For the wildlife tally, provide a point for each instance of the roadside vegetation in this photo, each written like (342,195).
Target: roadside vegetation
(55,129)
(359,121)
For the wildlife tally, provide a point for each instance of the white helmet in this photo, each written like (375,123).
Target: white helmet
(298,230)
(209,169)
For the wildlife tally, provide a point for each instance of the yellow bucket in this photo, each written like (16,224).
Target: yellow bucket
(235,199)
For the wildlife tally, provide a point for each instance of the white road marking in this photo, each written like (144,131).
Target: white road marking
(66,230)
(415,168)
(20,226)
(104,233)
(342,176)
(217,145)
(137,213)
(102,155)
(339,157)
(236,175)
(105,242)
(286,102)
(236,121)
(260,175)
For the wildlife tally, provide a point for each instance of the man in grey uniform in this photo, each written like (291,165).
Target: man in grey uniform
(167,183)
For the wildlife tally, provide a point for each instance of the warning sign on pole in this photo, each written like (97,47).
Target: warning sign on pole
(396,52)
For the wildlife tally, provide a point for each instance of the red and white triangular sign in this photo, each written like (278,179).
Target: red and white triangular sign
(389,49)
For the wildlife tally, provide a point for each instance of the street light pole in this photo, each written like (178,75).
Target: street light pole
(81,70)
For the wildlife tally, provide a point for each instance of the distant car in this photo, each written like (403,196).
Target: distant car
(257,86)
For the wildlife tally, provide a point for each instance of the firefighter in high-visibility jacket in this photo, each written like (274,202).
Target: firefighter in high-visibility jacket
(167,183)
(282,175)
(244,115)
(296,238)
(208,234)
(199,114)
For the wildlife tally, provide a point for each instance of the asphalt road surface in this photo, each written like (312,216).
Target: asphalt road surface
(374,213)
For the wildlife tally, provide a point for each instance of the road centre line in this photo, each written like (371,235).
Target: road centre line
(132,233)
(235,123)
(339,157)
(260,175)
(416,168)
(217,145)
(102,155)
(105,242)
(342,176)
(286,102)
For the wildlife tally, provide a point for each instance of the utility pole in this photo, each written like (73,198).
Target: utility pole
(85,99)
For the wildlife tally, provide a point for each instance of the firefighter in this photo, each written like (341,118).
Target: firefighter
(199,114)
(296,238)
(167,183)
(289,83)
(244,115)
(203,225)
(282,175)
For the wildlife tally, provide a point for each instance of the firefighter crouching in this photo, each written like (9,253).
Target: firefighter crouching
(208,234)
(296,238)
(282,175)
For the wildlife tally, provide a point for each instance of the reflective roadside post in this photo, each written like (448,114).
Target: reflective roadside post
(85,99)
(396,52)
=======
All of the material above is to be repeated exactly.

For the wildlife tally, provide a point for each instance of the roadside vegetation in this photo, each written like (342,195).
Target: roadside vegetation
(55,129)
(359,121)
For the wildlife tally, provide a point for each instance of the white helmet in this photo, each written like (375,123).
Target: white helmet
(298,230)
(209,169)
For the wildlife tally, provide a point for each instance of the yellow bucket in this photo, each written like (16,224).
Target: yellow bucket
(235,199)
For the wildlife tally, provide a point for each instance of the white road marking in this photo, each written like (144,131).
Target: white road marking
(66,230)
(415,168)
(20,226)
(104,233)
(342,176)
(217,145)
(137,213)
(102,155)
(339,157)
(236,175)
(105,242)
(286,102)
(236,121)
(260,175)
For the wildlife tally, provide a point for each instance of the man in grey uniform in this photo, each written like (291,165).
Target: man in grey uniform
(167,183)
For the wildlife tally, provide a point for each instance of the warning sign on pole in this photo, each written like (97,47).
Target: warning sign on pole
(396,52)
For the wildlife tally, provide a point for each instance of the red and white triangular sign in this photo, each written like (278,179).
Target: red and white triangular sign
(389,49)
For the wildlife tally, provide a point for each instance of the street light pole in this photo, each written like (178,75).
Target: street light pole
(81,70)
For the wildlife tally, provide a point for each instance of the distant car in this photo, each written like (403,196).
Target: distant car
(257,86)
For the wildlife tally, provide a point for each instance of the firefighter in high-visibility jacket in this photo, each written like (274,202).
Target: firefighter in high-visibility jacket
(167,183)
(282,175)
(244,115)
(296,238)
(208,234)
(199,114)
For the wildlife tally, provide a point for each instance of the asphalt road surface in this photo, each written like (312,216).
Target: asphalt road surface
(374,213)
For the wildlife tally, provide a point for each instance of the road centre line in this photo, each written like (371,235).
Target: road centre line
(132,233)
(235,123)
(339,157)
(260,175)
(416,168)
(217,145)
(102,155)
(105,242)
(342,176)
(286,102)
For the wildlife tally, provide a point for each instance of the utility pole in this photo, each written like (73,198).
Target: utility pole
(85,99)
For the wildlife tally, provide a point for each instance of the firefighter in this photo, each written like (341,118).
Target: firefighter
(199,114)
(296,238)
(167,183)
(289,83)
(244,115)
(203,225)
(282,175)
For the wildlife tally, provide a point for each instance of the firefighter crouching in this photo, each written like (9,253).
Target: firefighter crouching
(208,234)
(296,238)
(282,175)
For the wildlife tally, provide a point for each instance of the reflective roadside post in this photo, each written like (448,114).
Target: reflective roadside post
(85,99)
(396,52)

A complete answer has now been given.